Lines from the beginning of the data below through the one containing "[tag] pedestrian walking: a pin per instance" are to be printed exactly as they appear.

--- PROVIDED INFORMATION ---

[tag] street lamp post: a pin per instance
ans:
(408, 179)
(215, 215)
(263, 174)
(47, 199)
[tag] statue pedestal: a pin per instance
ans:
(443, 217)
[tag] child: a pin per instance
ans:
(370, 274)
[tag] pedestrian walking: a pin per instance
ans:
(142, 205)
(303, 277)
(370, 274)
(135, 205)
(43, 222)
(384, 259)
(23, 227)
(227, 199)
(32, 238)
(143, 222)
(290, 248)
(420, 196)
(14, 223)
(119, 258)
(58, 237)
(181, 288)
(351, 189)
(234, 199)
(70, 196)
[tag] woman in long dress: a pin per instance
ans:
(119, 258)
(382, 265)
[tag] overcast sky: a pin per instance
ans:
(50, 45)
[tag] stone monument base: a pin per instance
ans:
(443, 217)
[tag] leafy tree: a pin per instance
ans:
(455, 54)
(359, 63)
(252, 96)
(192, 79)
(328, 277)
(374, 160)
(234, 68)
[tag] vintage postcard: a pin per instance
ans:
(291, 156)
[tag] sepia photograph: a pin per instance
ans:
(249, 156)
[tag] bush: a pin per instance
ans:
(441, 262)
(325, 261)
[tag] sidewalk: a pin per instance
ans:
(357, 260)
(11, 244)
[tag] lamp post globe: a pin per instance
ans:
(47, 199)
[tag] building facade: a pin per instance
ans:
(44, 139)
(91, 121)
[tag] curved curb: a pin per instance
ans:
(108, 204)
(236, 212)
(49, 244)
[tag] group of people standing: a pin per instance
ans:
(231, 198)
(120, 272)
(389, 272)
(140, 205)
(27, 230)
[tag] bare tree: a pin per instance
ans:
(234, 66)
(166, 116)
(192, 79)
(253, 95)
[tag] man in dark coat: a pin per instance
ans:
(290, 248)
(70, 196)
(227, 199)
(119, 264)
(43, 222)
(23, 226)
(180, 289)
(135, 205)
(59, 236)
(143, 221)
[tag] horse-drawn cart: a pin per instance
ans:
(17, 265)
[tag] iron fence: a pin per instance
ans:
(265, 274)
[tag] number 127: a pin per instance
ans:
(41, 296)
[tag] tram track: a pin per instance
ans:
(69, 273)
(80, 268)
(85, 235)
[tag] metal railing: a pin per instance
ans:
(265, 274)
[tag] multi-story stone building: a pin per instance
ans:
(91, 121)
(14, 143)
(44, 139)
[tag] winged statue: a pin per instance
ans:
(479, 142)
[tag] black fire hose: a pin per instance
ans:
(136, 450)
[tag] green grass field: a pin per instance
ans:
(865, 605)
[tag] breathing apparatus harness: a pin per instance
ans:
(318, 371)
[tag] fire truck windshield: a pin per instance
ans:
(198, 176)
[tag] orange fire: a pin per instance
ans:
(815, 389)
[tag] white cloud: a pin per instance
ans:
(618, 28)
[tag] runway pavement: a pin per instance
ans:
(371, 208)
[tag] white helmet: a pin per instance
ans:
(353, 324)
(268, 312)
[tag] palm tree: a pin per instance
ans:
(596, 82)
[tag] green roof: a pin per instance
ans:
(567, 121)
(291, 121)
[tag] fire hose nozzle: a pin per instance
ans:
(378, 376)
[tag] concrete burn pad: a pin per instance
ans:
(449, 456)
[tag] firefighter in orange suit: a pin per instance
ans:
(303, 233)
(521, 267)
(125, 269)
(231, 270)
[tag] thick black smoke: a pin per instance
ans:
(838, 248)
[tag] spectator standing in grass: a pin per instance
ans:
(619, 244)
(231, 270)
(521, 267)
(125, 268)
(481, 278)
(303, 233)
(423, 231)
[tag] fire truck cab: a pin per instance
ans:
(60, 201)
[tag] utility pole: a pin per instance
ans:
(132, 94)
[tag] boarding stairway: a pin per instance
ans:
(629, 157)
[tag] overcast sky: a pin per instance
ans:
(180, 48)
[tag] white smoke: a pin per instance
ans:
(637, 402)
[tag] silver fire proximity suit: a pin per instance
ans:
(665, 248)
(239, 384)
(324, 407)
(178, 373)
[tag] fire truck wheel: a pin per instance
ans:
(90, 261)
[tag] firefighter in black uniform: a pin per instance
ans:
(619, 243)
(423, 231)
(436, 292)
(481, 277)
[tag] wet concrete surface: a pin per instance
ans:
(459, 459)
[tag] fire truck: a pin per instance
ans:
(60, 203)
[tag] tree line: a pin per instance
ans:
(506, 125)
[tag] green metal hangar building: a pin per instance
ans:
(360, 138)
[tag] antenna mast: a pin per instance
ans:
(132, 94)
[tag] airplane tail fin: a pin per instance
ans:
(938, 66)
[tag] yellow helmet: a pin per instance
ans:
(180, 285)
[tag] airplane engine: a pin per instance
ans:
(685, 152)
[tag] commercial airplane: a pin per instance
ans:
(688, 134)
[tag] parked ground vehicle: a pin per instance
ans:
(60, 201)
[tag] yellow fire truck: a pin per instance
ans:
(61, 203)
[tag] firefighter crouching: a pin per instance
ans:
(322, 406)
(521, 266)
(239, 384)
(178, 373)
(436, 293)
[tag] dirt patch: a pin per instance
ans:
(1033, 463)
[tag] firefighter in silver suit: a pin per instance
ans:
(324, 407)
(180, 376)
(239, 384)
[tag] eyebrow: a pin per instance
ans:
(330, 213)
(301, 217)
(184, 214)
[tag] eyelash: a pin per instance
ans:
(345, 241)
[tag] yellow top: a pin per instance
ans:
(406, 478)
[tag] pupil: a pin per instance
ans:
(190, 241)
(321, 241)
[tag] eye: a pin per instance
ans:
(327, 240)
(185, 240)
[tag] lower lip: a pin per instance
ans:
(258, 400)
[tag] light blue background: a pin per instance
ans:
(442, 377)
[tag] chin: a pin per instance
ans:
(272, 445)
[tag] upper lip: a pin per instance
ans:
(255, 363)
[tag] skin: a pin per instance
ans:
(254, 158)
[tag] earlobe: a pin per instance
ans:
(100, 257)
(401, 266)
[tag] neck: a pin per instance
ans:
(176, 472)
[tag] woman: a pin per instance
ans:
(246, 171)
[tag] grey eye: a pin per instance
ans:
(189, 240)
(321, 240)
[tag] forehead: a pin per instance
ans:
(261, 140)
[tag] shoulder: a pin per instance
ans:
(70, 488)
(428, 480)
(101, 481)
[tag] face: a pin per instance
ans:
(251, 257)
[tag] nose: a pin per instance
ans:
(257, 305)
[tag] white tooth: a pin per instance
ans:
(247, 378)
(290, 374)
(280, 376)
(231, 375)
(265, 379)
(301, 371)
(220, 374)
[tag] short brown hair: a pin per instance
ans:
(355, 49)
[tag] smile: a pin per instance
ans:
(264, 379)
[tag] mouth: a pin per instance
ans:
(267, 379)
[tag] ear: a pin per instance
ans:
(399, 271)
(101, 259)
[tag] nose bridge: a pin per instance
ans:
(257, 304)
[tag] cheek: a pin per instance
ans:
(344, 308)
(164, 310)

---

• COMPLETED EXERCISE
[tag] street lamp post: a pin per instance
ans:
(408, 179)
(215, 215)
(263, 174)
(47, 199)
[tag] statue pedestal: a pin per instance
ans:
(443, 217)
[tag] child: a pin per instance
ans:
(370, 274)
[tag] pedestrian walking: a pin per instance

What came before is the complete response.